:: Page extract ::
╭──
# Batmobile Crash Leaves Batman An Invalid!!



## Deane (Apr 18, 2003)

Man, do I dig Batmobiles.

I was slowly progressing on my 40's Batmobile kit, when I found the clubhouse annoucement for a PL contest. Looking over the list, I saw what would keep me going through the winter: The 1950's Batmobile. I went into the dungeon and blew the dust off the box and started 'er up!

If you do not have this kit, you are missing out on a fantastically detailed car! I had so much fun building the interior crime lab and dash board (complete with accessories straight from the car's comic book debut) that I scanned in the comic book artwork to make custom decals of the console monitor and scanner screens. I had to use a very small mechanical pencil to detail the dials, ruler, and map.

I did the undercarrage with a mix of blacks and gunmetals. 'Cause I like to, I stripped all the chrome pieces and re-painted them silver metallic. I also stripped the metal body of everything save the "glass" and re-painted it dark blue. I kept the front bat head black to keep a design consistencey across bat-cars. I added a bat symbol into the spot light.

I finished the car off with car polish. It looks great on the shelf next to the 1950's Batgyro that Horizon made years ago.

All in all, the kit took a month to build, with the most time spent on getting the body paint just right.

What a cool model!


----------



## Otto69 (Jan 2, 2004)

*Wow.*

Beautiful interior work! Now I have to get that kit. I cannot resist kits with interior detail!


----------



## JGG1701 (Nov 9, 2004)

Pretty neat , pretty neat !!! :thumbsup:


----------



## Lloyd Collins (Sep 25, 2004)

Looks cool! I like the lab.
╰──
:: Goals ::
A. Summarize the Batmobile kit thread in two sentences.
B. Extend the Batmobile kit thread by writing a few more sentences that pick up after its final line.
The listing that comes next is separate material with no connection to the Batmobile kit thread.

:: Provided data ::
╭──
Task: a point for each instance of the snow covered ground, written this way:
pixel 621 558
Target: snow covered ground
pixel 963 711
╰──
:: Outputs for the tasks ::
A. One member describes building the 1950s Batmobile kit for a contest: they made custom decals from scanned comic book artwork for the interior crime lab, stripped and repainted the chrome pieces and the body, and finished the car in about a month. Other members reply with praise, especially for the interior work and the lab.

B.
----------



## xsavoie (Jun 29, 1999)

That's the P.L. Batmobile,not the Lunar Models one,right?Fantastic job.It would be a great idea if one day I finally decided to build all the Batmobiles I have and put them side by side in a Batcave diorama scene.Same thing with Batplanes,Barboats,etc.Unless I'm mistaken,the 1960's batmobile and Batplane are blue in color.I wonder if they should be painted in black also in order to match the other Bat vehicles.What would you guys do in this situation if you decided to build such a Batcave diorama.


----------



## daikins (Jul 24, 2003)

Yes, it is the PL metal-bodied kit. 

I am building a series of Batmobiles, approximately two for every decade of Bat-comic-dom. My opinion is that all of the comicbook Batmobiles were dark blue. Now realize I stopped reading batman comics when Frank Miller wrote "The Dark Knight", so I can't say what happened after 1990. In contrast, the movie Batmobiles have all been black. 

Not that any of it really matters. Have fun!


----------



## Warped9 (Sep 12, 2003)

*Deane*, that is one damned beautiful model. I _love_ that design, certainly much more than the live-action batcars of the films. The only other batmobiles I really like are the '60s George Barris car (#1) and the car seen in the '90s _Batman_ TAS.


----------



## Zorro (Jun 22, 1999)

Given the art of comic book inking - especially the _limited_ artistry of the Golden and Silver Age - I think a blue or black interpretation for most Batmobiles is equally valid. You've still got guys arguing as to whether Batman's cape and cowl are supposed to be blue or black and that arguement goes right back to the original inking of the character. For me personally, the 1950s Batmobile might rank as the coolest kit Polar Lights ever produced.


----------



## CaptFrank (Jan 29, 2005)

Didn't they ink the Cape in blue so the reader could see definition?
If they used black, it would just blend into a large shape.


----------



## Griffworks (Jun 24, 2002)

Dude, that is sweeeeeet! I've seen artwork of that version of the Batmobile, but never a model. Kewel work, Deane! :thumbsup:


----------



## dreamer (Jan 1, 1970)

Beautiful work, Deane! 

Ditto the praise for PL on the lob they did.


----------



## Deane (Apr 18, 2003)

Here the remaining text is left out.